- _Task requirements_
Restate the material below word for word, from its first line to its last.

- _Dataset records_
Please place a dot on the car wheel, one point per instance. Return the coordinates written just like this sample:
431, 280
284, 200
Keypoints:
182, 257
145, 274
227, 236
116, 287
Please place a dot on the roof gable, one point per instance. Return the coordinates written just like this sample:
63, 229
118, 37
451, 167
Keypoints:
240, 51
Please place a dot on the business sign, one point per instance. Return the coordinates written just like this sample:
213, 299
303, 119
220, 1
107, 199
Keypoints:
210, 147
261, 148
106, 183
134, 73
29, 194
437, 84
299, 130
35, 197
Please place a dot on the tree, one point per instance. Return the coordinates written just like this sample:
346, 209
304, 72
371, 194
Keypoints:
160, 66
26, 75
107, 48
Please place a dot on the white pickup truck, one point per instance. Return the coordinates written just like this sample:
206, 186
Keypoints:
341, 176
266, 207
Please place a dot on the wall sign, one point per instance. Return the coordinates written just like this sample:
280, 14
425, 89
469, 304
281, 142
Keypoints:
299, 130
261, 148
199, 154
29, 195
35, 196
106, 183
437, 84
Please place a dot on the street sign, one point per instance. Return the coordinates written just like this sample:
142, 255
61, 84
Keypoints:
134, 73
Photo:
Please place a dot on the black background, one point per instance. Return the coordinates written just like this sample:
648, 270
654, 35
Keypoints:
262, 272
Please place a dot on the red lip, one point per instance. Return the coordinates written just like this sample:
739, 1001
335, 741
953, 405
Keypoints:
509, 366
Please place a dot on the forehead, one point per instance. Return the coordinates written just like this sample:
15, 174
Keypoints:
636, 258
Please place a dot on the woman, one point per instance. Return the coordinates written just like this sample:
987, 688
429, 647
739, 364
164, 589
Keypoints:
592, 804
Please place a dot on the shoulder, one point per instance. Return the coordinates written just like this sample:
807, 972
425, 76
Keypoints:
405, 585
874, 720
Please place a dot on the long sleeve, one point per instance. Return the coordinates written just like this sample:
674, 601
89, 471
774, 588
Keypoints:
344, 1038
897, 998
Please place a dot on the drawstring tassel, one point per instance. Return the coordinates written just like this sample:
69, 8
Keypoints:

- _Exercise response_
Please place a dot on the car wheel, one point per instance. Return the coordinates written just like this sample:
431, 280
284, 200
Keypoints:
182, 257
145, 274
227, 236
116, 287
Please place a dot on the roof gable, one point per instance. Return the coordinates written just like this sample:
63, 229
118, 37
451, 167
Keypoints:
240, 51
Please place a dot on the business sign, one point per instance. Return the coordinates written just like this sample:
213, 299
303, 119
220, 1
107, 199
Keypoints:
210, 147
261, 148
106, 183
134, 73
29, 194
437, 84
299, 130
35, 197
Please place a dot on the tree, one point per instance. Return the coordinates written just like this sample:
346, 209
304, 72
371, 194
Keypoints:
160, 66
26, 75
107, 48
Please place a dot on the white pickup truck, one point per instance. Return the coordinates written just like this sample:
206, 186
Keypoints:
341, 176
266, 207
Please place a dot on the wall sign, one point per instance. Return the coordinates written just like this sample:
280, 14
425, 89
469, 304
281, 142
Keypoints:
299, 130
261, 148
199, 154
29, 195
35, 196
106, 183
437, 84
Please place a dot on the street sign, one point per instance. Return the coordinates written just like this sample:
142, 255
61, 84
Keypoints:
134, 73
Photo:
Please place a dot on the black background, one point per instance. Return the coordinates written just like this sample:
648, 270
654, 35
Keypoints:
262, 272
Please place a dot on the red lip, one point per instance. Return the coordinates written just like this sample:
739, 1001
335, 741
953, 405
Keypoints:
509, 366
Please place a dot on the forehead, one point per instance. Return the coordinates written just like this sample:
15, 174
Keypoints:
636, 258
Please place a dot on the woman, one point per instance. Return the coordinates written just like this sample:
987, 688
429, 647
739, 364
164, 589
Keypoints:
592, 804
Please place a dot on the shoulder, one point per instance. Return the coordinates written just like this sample:
807, 972
425, 76
Keypoints:
405, 585
874, 720
Please place a dot on the long sleeve, one point per instance. Return the coordinates written just like this sample:
674, 601
89, 471
774, 588
Keypoints:
344, 1038
897, 998
Please place a dot on the drawstring tassel, one point per instance. Return the coordinates written just like this sample:
69, 8
Keypoints:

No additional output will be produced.